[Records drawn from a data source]
►

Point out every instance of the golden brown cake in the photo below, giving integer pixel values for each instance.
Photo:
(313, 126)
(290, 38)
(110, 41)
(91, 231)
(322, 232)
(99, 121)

◄

#### WHAT YOU HAVE TO DO:
Copy the data above line for line, without changing a single character.

#### RESPONSE:
Point out every instance of the golden brown cake in the photo below, giving integer pixel values for each instance.
Photo:
(313, 126)
(290, 38)
(110, 41)
(91, 231)
(322, 232)
(99, 121)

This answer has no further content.